> _Collected data_:
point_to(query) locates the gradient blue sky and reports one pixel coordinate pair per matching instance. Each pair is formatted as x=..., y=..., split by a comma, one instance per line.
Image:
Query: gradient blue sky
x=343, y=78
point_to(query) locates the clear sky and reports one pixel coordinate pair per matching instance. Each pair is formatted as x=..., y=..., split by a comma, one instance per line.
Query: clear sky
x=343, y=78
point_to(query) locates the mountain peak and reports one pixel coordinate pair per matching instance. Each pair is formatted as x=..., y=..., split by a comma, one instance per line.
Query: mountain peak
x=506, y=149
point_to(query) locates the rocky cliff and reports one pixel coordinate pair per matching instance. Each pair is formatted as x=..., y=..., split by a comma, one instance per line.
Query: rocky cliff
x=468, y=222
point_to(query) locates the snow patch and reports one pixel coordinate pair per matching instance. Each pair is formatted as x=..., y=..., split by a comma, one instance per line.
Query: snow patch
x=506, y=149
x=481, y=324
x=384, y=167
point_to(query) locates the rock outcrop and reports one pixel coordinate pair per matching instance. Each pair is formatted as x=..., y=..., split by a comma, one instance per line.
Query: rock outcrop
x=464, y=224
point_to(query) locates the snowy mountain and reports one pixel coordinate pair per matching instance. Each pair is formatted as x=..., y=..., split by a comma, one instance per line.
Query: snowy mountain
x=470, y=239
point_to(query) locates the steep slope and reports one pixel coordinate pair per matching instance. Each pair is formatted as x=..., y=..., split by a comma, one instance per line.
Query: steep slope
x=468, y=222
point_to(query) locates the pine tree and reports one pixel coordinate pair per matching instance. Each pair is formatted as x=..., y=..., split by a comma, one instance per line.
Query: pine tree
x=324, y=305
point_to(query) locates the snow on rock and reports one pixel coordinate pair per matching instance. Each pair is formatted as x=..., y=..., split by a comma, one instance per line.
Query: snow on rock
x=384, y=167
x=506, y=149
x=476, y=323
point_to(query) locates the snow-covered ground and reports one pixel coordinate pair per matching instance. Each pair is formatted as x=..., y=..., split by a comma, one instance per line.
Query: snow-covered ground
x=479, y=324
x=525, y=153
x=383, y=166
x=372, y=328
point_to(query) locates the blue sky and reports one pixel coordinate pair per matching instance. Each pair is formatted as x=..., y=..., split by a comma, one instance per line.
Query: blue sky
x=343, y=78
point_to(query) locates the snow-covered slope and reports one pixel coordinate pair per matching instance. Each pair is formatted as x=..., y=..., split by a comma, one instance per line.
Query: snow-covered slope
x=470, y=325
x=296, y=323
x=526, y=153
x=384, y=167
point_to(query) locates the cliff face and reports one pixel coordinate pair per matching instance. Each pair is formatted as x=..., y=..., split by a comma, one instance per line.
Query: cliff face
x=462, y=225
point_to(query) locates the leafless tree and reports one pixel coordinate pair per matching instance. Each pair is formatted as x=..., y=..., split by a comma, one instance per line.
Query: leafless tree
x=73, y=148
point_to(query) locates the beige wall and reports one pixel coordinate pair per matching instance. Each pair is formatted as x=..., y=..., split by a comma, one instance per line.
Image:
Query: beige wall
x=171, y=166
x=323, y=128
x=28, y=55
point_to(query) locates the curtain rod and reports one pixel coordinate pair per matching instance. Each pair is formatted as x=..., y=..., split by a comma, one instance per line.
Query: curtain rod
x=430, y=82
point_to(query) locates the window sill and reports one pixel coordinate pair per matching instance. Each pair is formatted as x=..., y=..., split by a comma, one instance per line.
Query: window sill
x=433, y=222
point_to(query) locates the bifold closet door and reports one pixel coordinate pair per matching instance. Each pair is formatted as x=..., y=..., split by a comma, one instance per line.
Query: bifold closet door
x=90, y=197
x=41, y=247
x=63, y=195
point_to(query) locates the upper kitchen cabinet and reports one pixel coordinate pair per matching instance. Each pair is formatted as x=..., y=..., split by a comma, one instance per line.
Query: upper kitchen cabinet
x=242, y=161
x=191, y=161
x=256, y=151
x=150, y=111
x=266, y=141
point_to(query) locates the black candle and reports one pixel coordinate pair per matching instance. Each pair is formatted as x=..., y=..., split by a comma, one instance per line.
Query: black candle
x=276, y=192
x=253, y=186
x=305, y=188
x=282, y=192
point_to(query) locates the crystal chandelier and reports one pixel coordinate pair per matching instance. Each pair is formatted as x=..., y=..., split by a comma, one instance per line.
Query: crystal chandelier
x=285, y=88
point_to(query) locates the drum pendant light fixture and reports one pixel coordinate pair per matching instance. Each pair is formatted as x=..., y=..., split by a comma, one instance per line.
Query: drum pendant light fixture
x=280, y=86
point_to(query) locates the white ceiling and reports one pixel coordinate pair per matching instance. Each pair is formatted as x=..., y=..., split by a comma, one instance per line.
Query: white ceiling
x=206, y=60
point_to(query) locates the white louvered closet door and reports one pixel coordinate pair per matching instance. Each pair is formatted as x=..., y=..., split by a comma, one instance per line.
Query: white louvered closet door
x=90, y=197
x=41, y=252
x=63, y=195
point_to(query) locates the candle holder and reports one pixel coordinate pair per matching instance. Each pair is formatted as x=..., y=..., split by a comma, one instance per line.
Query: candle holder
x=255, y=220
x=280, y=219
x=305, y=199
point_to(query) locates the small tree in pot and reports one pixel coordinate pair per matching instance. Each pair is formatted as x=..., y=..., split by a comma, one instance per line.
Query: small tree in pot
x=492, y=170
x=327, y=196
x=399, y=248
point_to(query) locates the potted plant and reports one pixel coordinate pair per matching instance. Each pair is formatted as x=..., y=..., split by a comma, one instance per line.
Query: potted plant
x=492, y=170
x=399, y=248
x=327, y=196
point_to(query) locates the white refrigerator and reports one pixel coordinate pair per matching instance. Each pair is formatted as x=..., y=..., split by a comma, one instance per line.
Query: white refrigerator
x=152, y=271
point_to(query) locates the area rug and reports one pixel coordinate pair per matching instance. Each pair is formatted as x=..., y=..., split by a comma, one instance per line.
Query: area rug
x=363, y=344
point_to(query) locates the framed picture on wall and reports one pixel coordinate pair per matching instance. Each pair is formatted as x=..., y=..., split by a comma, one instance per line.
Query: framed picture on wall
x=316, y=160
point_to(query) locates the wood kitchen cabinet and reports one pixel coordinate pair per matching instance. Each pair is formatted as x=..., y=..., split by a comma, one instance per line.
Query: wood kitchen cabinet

> _Goal_: Copy exactly the lines above, from the one containing "point_to(query) locates the candle" through the very last line.

> _Answer to this problem_:
point_to(query) locates the candle holder and reports one pixel coordinate pair per matching instance. Each pair is formatted as x=..., y=..., split by a comma, one instance per line.
Query: candle holder
x=255, y=220
x=280, y=219
x=305, y=199
point_to(query) locates the small tree in pot and reports one pixel coordinate pair per matching instance. Each pair is formatted as x=..., y=..., split by a comma, one instance per line.
Query: small tree in pot
x=492, y=170
x=327, y=196
x=399, y=248
point_to(query) locates the potted plant and reports one pixel coordinate pair per matching instance. Each pair is formatted as x=..., y=..., split by a comma, one instance per line.
Query: potted plant
x=492, y=170
x=399, y=248
x=327, y=196
point_to(query) locates the white refrigerator and reports one pixel coordinate pair per matching instance. Each pair is formatted as x=..., y=..., split by a comma, one instance per line.
Query: white refrigerator
x=152, y=271
point_to(query) locates the area rug and reports one pixel coordinate pair per matching instance. Each pair is formatted as x=..., y=..., split by a comma, one instance per line.
Query: area rug
x=363, y=344
point_to(query) locates the framed picture on wall and reports one pixel coordinate pair per matching instance. Each pair is formatted as x=..., y=..., split by a comma, one instance per line.
Query: framed picture on wall
x=316, y=160
point_to(query) locates the wood kitchen cabinet and reports one pixel coordinate pair per matching instance. Each pair is formatted as x=..., y=..., split by a comma, one instance per line.
Query: wood kitchen cabinet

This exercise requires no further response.